» **Stated goal**
Report every line of the listing below that contains the word "player", copying each such line in full. Case counts, so match only that exact capitalization.

[Source records]
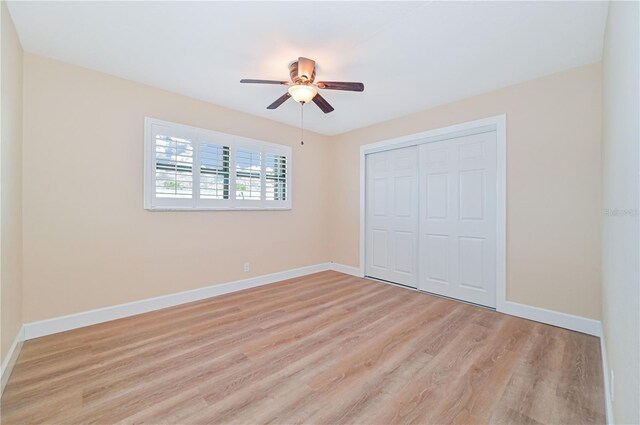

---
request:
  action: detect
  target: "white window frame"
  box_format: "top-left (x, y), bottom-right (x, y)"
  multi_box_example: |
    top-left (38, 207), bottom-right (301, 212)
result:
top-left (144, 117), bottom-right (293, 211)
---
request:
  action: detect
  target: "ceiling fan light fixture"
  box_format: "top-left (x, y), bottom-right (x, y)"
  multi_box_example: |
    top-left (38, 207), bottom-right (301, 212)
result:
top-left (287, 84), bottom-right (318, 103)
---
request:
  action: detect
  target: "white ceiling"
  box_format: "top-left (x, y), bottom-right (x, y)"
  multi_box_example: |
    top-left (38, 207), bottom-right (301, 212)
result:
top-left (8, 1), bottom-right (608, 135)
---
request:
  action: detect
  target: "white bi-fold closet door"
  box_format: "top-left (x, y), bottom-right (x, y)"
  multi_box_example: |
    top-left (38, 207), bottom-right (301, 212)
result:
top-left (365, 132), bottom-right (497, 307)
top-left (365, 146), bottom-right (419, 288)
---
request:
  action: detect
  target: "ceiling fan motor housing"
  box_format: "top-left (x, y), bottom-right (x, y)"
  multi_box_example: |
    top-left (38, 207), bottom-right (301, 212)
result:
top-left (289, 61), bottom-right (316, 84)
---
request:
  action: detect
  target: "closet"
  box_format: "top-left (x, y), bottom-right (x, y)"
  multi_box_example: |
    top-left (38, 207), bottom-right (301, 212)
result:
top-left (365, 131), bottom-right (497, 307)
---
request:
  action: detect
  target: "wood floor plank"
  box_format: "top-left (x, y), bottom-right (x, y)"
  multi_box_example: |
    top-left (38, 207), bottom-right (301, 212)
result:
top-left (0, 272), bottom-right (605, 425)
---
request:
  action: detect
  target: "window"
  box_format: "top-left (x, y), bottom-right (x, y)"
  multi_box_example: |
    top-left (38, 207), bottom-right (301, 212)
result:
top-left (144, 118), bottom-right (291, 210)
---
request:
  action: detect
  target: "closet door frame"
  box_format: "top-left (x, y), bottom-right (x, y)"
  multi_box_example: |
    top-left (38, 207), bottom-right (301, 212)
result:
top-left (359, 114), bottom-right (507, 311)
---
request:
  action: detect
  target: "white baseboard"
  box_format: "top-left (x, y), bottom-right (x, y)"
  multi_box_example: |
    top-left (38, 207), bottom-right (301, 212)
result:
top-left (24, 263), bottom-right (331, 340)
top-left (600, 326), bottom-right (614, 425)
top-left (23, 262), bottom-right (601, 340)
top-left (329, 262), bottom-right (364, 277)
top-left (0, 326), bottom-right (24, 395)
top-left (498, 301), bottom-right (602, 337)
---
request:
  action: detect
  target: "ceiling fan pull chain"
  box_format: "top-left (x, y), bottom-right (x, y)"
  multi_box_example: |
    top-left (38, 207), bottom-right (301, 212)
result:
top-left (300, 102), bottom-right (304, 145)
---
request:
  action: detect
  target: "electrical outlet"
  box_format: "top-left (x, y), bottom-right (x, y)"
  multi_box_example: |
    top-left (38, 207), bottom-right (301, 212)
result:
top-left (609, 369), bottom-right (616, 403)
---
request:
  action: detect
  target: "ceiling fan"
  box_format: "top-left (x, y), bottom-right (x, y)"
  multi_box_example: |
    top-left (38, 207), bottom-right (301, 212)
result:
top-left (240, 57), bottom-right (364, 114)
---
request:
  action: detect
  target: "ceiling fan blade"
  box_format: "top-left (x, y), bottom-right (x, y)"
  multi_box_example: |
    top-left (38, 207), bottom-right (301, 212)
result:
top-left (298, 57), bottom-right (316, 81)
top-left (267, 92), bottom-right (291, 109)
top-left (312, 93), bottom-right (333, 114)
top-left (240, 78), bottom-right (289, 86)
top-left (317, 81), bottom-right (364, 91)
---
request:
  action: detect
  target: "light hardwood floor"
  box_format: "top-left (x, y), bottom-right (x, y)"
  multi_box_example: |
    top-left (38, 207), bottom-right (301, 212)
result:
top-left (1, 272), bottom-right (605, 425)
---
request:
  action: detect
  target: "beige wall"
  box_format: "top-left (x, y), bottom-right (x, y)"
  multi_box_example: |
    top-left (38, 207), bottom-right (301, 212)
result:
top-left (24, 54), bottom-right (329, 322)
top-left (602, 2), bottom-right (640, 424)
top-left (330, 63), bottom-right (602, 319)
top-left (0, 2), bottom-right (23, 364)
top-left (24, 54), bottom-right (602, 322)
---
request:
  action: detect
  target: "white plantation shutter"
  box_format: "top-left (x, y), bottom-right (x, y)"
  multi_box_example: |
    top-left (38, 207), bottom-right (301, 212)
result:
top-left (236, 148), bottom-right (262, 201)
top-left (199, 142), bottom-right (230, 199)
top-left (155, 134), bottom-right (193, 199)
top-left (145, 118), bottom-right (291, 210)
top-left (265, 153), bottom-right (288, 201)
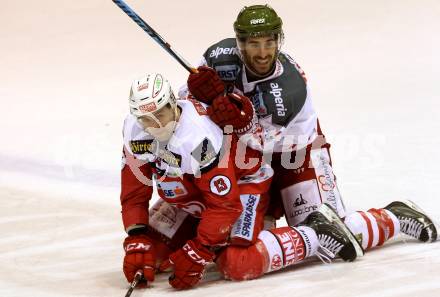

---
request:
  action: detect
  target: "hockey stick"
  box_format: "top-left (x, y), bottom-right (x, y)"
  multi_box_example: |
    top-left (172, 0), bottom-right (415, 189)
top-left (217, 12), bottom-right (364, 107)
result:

---

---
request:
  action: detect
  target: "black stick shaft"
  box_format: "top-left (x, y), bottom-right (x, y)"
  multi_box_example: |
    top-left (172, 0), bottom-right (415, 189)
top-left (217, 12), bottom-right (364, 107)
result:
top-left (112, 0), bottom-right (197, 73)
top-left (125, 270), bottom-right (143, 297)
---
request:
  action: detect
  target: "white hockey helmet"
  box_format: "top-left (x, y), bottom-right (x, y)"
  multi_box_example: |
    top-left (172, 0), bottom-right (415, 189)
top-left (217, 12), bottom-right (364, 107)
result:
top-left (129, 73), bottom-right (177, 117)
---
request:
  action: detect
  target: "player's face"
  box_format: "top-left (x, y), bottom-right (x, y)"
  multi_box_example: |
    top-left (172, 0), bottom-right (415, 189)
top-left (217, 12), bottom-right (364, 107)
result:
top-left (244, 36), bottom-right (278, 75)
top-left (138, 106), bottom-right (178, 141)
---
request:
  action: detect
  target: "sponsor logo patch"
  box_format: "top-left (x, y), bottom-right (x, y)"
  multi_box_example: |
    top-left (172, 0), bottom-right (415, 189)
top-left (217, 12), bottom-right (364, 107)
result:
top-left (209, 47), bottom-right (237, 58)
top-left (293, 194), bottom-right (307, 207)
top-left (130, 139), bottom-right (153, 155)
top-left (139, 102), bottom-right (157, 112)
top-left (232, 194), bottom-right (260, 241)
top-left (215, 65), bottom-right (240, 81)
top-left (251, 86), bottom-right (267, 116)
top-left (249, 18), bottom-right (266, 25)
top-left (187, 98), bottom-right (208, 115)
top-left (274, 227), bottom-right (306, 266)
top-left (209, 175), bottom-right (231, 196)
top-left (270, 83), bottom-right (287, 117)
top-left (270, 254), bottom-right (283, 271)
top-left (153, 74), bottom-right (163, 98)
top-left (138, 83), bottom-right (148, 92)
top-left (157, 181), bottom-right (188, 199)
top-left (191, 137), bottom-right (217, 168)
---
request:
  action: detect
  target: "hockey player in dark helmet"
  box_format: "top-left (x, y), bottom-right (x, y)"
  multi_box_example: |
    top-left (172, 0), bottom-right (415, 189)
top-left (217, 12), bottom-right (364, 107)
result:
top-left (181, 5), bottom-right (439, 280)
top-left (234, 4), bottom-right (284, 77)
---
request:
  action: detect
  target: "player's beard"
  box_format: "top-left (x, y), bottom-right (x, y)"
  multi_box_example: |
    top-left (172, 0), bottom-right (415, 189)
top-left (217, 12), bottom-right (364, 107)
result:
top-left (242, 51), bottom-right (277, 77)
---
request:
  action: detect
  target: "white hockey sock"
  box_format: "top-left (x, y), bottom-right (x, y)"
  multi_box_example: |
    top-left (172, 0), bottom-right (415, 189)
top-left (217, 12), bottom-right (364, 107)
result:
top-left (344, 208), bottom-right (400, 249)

» **Task output**
  target: "player's face"
  target: "hockey player in dark helmet"
  target: "player's beard"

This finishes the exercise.